[START TEXT PASSAGE]

There was a studio here in Baltimore that had six B channels (3 codecs) of APT back in the day. They could lash them together and get even lower compression. Sadly, they are no more.

Regards,

Ty Ford
Cow Forum Leader


Want better production audio?: Ty Ford's Audio Bootcamp Field Guide
Ty Ford Blog: Ty Ford's Blog


Return to posts index

Peter Groom
Re: Source connect
on May 14, 2012 at 9:58:04 am

Yes were a combined TV post and Tv production company, so work is spread across Tv commercials, radio , tv commissions and film work.
Some days more than that, some days less, but 6-8 sessions involving ISDN links would not be un typical. Many only last 5 mins or so.
Peter

Post Production Dubbing Mixer


Return to posts index


Bill Davis
Re: Source connect
on May 15, 2012 at 1:07:01 am

This made me smile.

I used to go to studios for ISDN sessions as a voice talent. And considered for years putting ISDN into my home studio - but never felt I could make on-going telco investment pay.

So I've just been doing all my VO work via phone and "delayed file delivery" for the past decade. Typically get a script - cut and send the VO - and get changes later for re-cut and re-send. Not the same as a "live session" at all.

Then a week ago, I got a call from a producer I do a lot of work with - and he had emergency changes required for his out of town conference stage intros and Voice of God stuff - and was clearly worried about directing it.

I saw he'd sent me the scrip via his iPhone... so I suggested we try a FaceTime VO session.

I stuck my iPhone on a stand and Mafer clamp - and called him - and he directed through his iPhone and then I sent him the files.

Worked great and I could see his every expression and reaction as if he'd been here.

Not sure what this means the the greater scheme of things. And I wouldn't do this with a killer deadline and certainly not with an inexperienced talent who wouldn't know to "self-stop" and correct apotentially popped P or slur - but it sure worked for us.

FWIW.

[END TEXT PASSAGE]
[START PROVIDED RECORDS]

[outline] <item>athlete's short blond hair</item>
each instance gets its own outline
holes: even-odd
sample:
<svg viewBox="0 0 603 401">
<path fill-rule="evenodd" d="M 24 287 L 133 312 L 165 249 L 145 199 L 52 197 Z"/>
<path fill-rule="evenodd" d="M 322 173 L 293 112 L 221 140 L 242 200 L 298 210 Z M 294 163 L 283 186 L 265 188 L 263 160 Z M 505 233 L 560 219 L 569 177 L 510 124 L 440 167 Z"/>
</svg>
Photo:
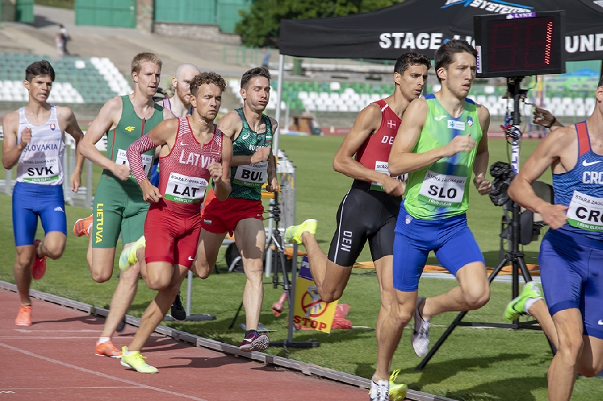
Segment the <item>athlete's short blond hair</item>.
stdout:
<svg viewBox="0 0 603 401">
<path fill-rule="evenodd" d="M 140 72 L 140 68 L 143 68 L 143 63 L 146 62 L 151 62 L 153 64 L 156 64 L 159 66 L 159 68 L 161 69 L 161 66 L 163 65 L 163 62 L 161 61 L 161 59 L 157 57 L 152 53 L 139 53 L 136 55 L 134 56 L 134 58 L 132 59 L 132 71 L 130 73 L 136 73 L 138 74 Z"/>
</svg>

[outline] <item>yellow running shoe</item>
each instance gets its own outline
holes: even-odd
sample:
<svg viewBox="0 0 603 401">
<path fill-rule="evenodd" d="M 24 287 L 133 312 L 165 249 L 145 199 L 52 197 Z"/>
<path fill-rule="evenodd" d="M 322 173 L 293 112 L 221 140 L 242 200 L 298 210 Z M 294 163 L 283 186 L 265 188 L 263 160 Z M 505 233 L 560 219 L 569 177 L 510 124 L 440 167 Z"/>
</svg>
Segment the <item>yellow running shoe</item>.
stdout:
<svg viewBox="0 0 603 401">
<path fill-rule="evenodd" d="M 145 236 L 143 235 L 138 238 L 138 241 L 124 248 L 119 255 L 119 270 L 125 270 L 130 267 L 130 266 L 138 261 L 138 258 L 136 257 L 136 250 L 138 250 L 138 248 L 141 246 L 145 248 L 146 246 L 147 242 L 145 240 Z"/>
<path fill-rule="evenodd" d="M 397 385 L 394 383 L 399 373 L 400 370 L 396 369 L 389 376 L 389 401 L 402 401 L 406 398 L 406 390 L 408 389 L 408 386 Z"/>
<path fill-rule="evenodd" d="M 308 231 L 314 235 L 316 234 L 317 228 L 318 220 L 314 219 L 308 219 L 297 226 L 289 226 L 285 230 L 285 242 L 287 244 L 293 244 L 293 242 L 302 244 L 302 234 L 304 233 L 304 231 Z"/>
<path fill-rule="evenodd" d="M 148 365 L 145 362 L 146 357 L 143 357 L 139 351 L 128 352 L 127 347 L 121 348 L 121 365 L 125 367 L 132 367 L 140 373 L 157 373 L 159 372 L 156 367 Z"/>
</svg>

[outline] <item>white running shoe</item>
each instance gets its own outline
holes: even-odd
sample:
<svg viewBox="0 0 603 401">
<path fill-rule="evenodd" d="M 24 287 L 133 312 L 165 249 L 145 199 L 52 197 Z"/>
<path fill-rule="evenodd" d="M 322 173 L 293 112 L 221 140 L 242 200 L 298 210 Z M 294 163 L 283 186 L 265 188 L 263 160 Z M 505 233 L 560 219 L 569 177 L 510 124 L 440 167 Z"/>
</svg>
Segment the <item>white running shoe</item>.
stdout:
<svg viewBox="0 0 603 401">
<path fill-rule="evenodd" d="M 371 380 L 369 396 L 371 401 L 389 401 L 389 382 L 380 380 L 375 383 L 375 380 Z"/>
<path fill-rule="evenodd" d="M 429 349 L 429 319 L 423 319 L 419 313 L 419 307 L 425 301 L 419 296 L 415 307 L 415 331 L 410 337 L 415 353 L 421 358 L 427 355 Z"/>
</svg>

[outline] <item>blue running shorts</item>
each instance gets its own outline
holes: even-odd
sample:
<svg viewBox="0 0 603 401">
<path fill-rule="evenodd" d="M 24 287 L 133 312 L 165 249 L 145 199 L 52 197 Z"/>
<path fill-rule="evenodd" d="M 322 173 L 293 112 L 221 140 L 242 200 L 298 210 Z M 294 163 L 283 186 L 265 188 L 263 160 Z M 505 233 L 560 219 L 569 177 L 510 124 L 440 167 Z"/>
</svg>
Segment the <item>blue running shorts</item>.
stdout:
<svg viewBox="0 0 603 401">
<path fill-rule="evenodd" d="M 445 219 L 413 218 L 404 203 L 396 222 L 393 242 L 393 286 L 406 292 L 419 289 L 419 279 L 432 250 L 447 270 L 456 276 L 473 262 L 485 264 L 484 256 L 463 214 Z"/>
<path fill-rule="evenodd" d="M 603 242 L 550 229 L 540 244 L 538 263 L 551 315 L 580 309 L 584 334 L 603 339 Z"/>
<path fill-rule="evenodd" d="M 16 183 L 12 191 L 12 230 L 16 246 L 33 245 L 38 216 L 44 232 L 67 235 L 62 185 Z"/>
</svg>

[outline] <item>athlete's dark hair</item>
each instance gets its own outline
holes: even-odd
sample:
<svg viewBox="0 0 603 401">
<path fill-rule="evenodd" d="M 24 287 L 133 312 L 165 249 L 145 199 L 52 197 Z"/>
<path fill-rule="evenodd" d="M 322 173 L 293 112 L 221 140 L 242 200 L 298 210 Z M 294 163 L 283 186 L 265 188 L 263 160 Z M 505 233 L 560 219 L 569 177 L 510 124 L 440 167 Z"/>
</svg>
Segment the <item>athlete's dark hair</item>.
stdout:
<svg viewBox="0 0 603 401">
<path fill-rule="evenodd" d="M 197 92 L 201 85 L 213 83 L 219 88 L 222 92 L 226 90 L 226 82 L 219 74 L 213 71 L 201 73 L 196 75 L 190 81 L 190 93 L 196 96 Z"/>
<path fill-rule="evenodd" d="M 261 67 L 256 67 L 247 71 L 245 74 L 243 75 L 243 77 L 241 77 L 241 89 L 247 89 L 247 85 L 249 85 L 249 81 L 251 81 L 256 77 L 263 77 L 268 79 L 269 83 L 270 83 L 270 71 L 268 70 L 268 68 L 263 66 Z"/>
<path fill-rule="evenodd" d="M 50 75 L 50 79 L 54 82 L 54 68 L 45 60 L 33 62 L 25 68 L 26 81 L 31 82 L 38 75 Z"/>
<path fill-rule="evenodd" d="M 428 70 L 431 67 L 431 60 L 423 54 L 419 54 L 414 51 L 407 51 L 406 53 L 403 53 L 397 58 L 395 66 L 393 67 L 393 72 L 403 75 L 404 71 L 408 70 L 410 66 L 425 66 Z"/>
<path fill-rule="evenodd" d="M 452 39 L 440 46 L 440 48 L 436 51 L 434 57 L 436 73 L 437 73 L 437 70 L 440 68 L 447 68 L 454 61 L 454 55 L 458 53 L 468 53 L 474 57 L 478 57 L 478 51 L 467 41 Z M 438 80 L 441 81 L 439 76 Z"/>
</svg>

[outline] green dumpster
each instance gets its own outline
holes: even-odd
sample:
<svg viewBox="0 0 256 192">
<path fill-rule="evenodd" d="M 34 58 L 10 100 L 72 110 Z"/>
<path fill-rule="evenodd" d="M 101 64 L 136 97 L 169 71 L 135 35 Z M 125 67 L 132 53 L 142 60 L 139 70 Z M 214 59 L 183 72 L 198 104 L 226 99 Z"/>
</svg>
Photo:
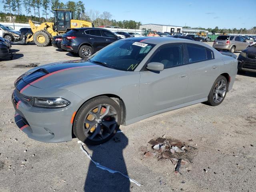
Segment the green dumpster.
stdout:
<svg viewBox="0 0 256 192">
<path fill-rule="evenodd" d="M 208 37 L 211 38 L 211 41 L 214 41 L 219 35 L 207 35 Z"/>
</svg>

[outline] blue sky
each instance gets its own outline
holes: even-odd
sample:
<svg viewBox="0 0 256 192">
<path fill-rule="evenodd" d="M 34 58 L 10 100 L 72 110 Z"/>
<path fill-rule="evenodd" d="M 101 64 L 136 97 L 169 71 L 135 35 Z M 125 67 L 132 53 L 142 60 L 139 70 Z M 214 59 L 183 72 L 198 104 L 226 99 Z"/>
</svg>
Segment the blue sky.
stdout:
<svg viewBox="0 0 256 192">
<path fill-rule="evenodd" d="M 256 0 L 82 0 L 86 11 L 106 11 L 117 20 L 143 24 L 250 28 L 256 26 Z M 66 3 L 68 0 L 63 0 Z M 77 1 L 75 0 L 74 1 Z M 3 11 L 1 3 L 0 10 Z"/>
</svg>

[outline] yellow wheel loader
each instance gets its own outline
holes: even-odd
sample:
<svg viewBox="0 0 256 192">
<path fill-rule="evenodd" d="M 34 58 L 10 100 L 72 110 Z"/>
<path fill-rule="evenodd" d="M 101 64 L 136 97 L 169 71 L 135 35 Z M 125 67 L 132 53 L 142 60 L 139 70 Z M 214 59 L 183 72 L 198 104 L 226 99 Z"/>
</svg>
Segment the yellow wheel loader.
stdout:
<svg viewBox="0 0 256 192">
<path fill-rule="evenodd" d="M 48 46 L 52 42 L 54 36 L 63 34 L 74 28 L 93 26 L 90 22 L 73 19 L 73 12 L 70 10 L 55 10 L 54 11 L 54 23 L 40 23 L 29 20 L 33 34 L 25 34 L 25 43 L 34 41 L 38 46 Z"/>
</svg>

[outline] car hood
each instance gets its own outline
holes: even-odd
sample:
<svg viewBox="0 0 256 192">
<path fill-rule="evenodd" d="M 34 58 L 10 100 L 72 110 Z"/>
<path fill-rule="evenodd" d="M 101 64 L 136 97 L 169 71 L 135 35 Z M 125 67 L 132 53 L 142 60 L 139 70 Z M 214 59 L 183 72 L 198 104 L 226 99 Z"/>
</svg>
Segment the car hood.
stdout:
<svg viewBox="0 0 256 192">
<path fill-rule="evenodd" d="M 6 30 L 8 32 L 11 32 L 13 33 L 15 33 L 15 34 L 17 34 L 17 35 L 21 35 L 21 34 L 20 32 L 18 32 L 17 31 L 14 31 L 13 30 L 12 30 L 11 29 L 9 29 L 8 30 Z"/>
<path fill-rule="evenodd" d="M 126 72 L 76 60 L 38 67 L 22 75 L 22 78 L 26 84 L 40 88 L 66 88 L 70 84 L 122 76 Z M 20 88 L 20 90 L 24 88 Z"/>
<path fill-rule="evenodd" d="M 252 46 L 248 49 L 244 50 L 242 52 L 249 54 L 256 54 L 256 47 Z"/>
</svg>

[END PROVIDED RECORDS]

_EXERCISE REQUIREMENTS_:
**a.** Answer these from the forum thread on ISDN sessions, one per line:
(i) How many B channels of APT did the Baltimore studio have?
(ii) How many sessions involving ISDN links a day does Peter Groom call not untypical?
(iii) Which app did Bill Davis suggest for the emergency voice-over session?
**b.** Summarize the forum thread on ISDN sessions in two sentences.
**c.** Continue the forum thread on ISDN sessions from its last post.

_ANSWERS FOR THIS EXERCISE_:
**a.**
(i) Six B channels (3 codecs)
(ii) 6-8 sessions
(iii) FaceTime

**b.** Ty Ford recalls a Baltimore studio that once had six B channels of APT, and Peter Groom says a combined TV post and production company like his commonly runs 6-8 sessions involving ISDN links, many lasting only about five minutes. Bill Davis, a voice talent who never put ISDN in a home studio, describes a producer directing an emergency voice-over session through FaceTime on an iPhone, which worked well, though he would not do it with a killer deadline or inexperienced talent.

**c.**
"Before speaking out ask yourself whether your words are true, whether they are respectful and whether they are needed in our civil discussions."-Justice O'Connor


Return to posts index

John Fishback
Re: Source connect
on May 15, 2012 at 1:39:00 am

We do ADR from Stamford to the West coast and all the studios only want ISDN, primarily because of reliability. With A-talent on a stage IP glitches aren't tolerated. It's ironic that ISDN with it's low data rate is more reliable than our 30mbps internet connection. Of course, ISDN is dedicated bandwidth. On over 10 years of ISDN sessions I remember only one momentary glitch during a session.

John

MacPro 8-core 2.8GHz 8 GB RAM OS 10.5.8 QT7.6.4 Kona 3 Dual Cinema 23 ATI Radeon HD 3870, 24" TV-Logic Monitor, ATTO ExpressSAS R380 RAID Adapter, PDE enclosure with 8-drive 6TB RAID 5
FCS 3 (FCP 7.0.3, Motion 4.0.3, Comp 3.5.3, DVDSP 4.2.2, Color 1.5.3)

Pro Tools HD w SYNC IO & 192 Digital I/O, Yamaha DM1000, Millennia Media HV-3C, Neumann U87, Schoeps Mk41 mics, Genelec DSP Monitors, Prima CDQ120 ISDN


Return to posts index

Peter Groom
Re: Source connect
on May 15, 2012 at 8:48:03 am

Yes I do prefer iSDN, but am sure it will go IP eventually.

John, when youre doing adr etc via isdn, do you run picture controlled via ISDN both ends too?
Peter

Post Production Dubbing Mixer


Return to posts index


John Fishback
Re: Source connect
on May 15, 2012 at 4:22:29 pm

Yes, picture is synced via ISDN. Typically, they chase our timecode.

John

MacPro 8-core 2.8GHz 8 GB RAM OS 10.5.8 QT7.6.4 Kona 3 Dual Cinema 23 ATI Radeon HD 3870, 24" TV-Logic Monitor, ATTO ExpressSAS R380 RAID Adapter, PDE enclosure with 8-drive 6TB RAID 5
FCS 3 (FCP 7.0.3, Motion 4.0.3, Comp 3.5.3, DVDSP 4.2.2, Color 1.5.3)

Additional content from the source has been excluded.